From: BeeJ on
Kari Laine expressed precisely :
> Hi,
>
> it is the thunder season here in Finland so I got interested how these
> surge protectors are built - which say they will save you hardware from
> spikes - yeah....
>
> Are there avalanche diodes and coils?
>
> I have a dim feeling I have asked this before...
>
>
> Best Regards
> Kari

Adding to pimpom.
You asked what was in those devices.
You will have to open up one from your locale.
Here in California, we have Radio Shack stores around the corner and my
friend an I were trying to do something similar so we went to Radio
Shack and opened one up.
Inside we found the MOV and a toroid. The toroid may have been wound a
a balun or simply as an inductor. We did not want to cut into it to
see. This also helps reduces spikes coming in. In our case we were
trying to stops spikes going out of an appliance so we added some 500V
ceramic caps (essentially high frequency filters across the line) to
further reduce that noise spectrum that might interfere with X10
devices we have plugged in around the house. We are in test phase now.

DATASET
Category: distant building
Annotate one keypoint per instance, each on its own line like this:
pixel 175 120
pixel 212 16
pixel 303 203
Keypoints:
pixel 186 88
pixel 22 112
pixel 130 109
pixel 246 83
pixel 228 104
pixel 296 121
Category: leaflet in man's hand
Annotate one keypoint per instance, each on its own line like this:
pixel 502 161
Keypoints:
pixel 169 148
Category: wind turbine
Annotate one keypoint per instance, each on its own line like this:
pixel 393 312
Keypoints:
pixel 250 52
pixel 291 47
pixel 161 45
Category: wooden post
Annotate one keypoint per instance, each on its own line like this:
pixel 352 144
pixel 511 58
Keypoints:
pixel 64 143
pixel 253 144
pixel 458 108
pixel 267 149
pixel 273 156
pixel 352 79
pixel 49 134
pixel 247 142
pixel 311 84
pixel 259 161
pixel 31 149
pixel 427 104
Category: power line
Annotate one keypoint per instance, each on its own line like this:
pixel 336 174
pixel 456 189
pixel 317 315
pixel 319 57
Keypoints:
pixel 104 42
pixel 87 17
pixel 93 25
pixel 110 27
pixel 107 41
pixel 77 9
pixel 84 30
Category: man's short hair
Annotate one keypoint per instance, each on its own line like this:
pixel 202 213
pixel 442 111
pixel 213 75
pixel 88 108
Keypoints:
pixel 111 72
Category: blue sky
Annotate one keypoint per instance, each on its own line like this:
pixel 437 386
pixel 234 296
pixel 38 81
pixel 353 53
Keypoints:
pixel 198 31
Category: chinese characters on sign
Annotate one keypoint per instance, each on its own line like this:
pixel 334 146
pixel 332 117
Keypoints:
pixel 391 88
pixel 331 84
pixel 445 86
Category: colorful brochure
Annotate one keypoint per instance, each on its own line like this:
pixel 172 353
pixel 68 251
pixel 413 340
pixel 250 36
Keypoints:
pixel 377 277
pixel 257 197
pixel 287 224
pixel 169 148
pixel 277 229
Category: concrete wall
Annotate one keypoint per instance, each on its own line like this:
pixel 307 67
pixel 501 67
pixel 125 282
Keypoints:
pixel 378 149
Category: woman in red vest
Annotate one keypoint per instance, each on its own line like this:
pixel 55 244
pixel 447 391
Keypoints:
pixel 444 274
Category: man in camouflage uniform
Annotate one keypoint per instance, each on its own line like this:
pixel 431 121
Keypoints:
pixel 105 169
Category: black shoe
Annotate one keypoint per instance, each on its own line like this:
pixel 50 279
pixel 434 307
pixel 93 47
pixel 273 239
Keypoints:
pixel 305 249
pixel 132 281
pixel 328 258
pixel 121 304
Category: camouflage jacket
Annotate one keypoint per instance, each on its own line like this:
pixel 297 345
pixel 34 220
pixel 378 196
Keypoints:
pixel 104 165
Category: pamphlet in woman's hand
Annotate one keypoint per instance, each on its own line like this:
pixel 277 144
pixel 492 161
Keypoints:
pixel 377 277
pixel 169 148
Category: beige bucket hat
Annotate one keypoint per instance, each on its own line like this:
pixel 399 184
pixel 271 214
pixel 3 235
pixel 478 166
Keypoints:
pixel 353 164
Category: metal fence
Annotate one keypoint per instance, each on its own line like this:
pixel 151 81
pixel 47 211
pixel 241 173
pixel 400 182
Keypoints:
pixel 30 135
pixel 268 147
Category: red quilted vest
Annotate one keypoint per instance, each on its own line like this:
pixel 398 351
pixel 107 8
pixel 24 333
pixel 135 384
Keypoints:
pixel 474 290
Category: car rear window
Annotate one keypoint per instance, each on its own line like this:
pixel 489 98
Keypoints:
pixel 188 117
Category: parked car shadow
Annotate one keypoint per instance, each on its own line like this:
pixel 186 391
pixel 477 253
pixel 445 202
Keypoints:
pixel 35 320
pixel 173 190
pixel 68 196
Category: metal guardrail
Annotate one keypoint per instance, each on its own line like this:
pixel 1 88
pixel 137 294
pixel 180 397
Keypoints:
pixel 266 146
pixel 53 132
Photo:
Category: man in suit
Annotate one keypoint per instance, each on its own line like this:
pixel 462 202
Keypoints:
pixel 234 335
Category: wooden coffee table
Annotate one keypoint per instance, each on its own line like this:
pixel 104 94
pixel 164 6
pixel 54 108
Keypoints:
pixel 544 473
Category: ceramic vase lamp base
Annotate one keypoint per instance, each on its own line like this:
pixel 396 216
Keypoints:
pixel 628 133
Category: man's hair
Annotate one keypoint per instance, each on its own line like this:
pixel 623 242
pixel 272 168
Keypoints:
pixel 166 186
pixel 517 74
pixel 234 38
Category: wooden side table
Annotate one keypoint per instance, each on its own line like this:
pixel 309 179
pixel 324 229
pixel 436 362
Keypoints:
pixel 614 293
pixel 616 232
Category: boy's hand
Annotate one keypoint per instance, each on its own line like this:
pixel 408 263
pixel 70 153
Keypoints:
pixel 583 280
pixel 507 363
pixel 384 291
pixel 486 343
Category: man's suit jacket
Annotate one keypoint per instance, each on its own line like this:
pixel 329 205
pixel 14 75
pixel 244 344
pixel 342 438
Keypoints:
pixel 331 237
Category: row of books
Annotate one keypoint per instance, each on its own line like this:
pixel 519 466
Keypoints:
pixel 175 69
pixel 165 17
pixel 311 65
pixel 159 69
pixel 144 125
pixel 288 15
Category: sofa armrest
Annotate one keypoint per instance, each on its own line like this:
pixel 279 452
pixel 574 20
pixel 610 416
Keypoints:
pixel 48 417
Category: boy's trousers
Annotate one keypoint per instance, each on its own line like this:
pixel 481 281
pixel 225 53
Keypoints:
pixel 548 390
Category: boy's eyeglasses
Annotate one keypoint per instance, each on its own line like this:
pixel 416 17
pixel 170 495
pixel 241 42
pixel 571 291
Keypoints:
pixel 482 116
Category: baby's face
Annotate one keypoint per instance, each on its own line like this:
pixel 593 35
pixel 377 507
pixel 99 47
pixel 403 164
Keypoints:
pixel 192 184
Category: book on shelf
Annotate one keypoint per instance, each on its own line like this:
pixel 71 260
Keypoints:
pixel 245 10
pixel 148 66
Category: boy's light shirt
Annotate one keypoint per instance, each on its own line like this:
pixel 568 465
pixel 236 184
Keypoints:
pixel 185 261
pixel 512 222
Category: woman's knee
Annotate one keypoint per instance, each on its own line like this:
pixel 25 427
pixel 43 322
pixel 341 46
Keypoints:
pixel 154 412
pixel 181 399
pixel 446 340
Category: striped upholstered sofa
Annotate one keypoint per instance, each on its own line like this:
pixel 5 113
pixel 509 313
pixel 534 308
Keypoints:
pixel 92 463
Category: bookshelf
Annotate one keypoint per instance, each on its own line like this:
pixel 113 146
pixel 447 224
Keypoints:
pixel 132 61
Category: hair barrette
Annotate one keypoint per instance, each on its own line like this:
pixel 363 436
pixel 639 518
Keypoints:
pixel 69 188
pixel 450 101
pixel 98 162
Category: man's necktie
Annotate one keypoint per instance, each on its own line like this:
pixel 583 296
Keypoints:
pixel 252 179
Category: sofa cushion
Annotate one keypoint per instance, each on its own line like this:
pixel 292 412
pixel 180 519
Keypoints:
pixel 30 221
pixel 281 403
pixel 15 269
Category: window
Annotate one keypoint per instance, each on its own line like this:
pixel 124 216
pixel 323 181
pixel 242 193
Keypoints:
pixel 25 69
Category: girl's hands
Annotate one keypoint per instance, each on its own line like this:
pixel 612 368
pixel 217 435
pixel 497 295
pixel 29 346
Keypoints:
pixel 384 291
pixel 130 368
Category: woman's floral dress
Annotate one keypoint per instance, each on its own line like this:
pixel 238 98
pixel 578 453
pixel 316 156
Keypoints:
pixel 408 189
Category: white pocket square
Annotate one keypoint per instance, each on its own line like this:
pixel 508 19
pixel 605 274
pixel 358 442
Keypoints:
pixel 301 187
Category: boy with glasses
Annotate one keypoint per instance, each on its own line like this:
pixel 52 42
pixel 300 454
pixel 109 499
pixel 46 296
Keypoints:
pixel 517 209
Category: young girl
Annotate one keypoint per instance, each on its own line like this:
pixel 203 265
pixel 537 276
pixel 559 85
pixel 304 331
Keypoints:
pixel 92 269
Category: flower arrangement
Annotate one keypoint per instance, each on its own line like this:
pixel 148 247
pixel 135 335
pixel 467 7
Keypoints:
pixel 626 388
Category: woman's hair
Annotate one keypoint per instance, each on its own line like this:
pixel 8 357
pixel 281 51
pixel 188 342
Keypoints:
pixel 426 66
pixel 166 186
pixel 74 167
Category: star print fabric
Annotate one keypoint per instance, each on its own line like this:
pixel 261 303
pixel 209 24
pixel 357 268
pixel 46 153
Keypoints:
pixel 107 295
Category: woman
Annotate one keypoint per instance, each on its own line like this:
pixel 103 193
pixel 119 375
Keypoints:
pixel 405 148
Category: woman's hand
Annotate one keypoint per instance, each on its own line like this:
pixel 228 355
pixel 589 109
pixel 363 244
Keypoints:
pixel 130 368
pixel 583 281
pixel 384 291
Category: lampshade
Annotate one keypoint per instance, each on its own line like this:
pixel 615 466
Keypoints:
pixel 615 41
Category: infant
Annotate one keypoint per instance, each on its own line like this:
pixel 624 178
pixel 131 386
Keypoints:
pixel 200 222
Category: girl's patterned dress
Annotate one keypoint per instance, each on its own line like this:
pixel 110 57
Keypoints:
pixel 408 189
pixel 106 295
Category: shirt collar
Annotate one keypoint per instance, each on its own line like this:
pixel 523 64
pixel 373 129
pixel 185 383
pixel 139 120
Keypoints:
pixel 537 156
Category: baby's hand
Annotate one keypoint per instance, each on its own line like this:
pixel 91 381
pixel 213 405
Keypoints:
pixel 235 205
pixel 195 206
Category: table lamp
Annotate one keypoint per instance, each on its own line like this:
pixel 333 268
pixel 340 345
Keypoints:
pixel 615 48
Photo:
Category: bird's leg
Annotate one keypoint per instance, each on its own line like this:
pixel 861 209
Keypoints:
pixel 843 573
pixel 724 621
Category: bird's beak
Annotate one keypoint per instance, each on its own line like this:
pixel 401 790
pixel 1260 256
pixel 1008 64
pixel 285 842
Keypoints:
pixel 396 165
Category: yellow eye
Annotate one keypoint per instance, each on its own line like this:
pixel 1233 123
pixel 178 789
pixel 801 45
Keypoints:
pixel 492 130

WHAT IS NEEDED
In the post about surge protectors above, copy word for word the passage that opens with the words containing "From: BeeJ on" and closes with "diodes and coils?".

RESULT FOR THIS TASK
From: BeeJ on
Kari Laine expressed precisely :
> Hi,
>
> it is the thunder season here in Finland so I got interested how these
> surge protectors are built - which say they will save you hardware from
> spikes - yeah....
>
> Are there avalanche diodes and coils?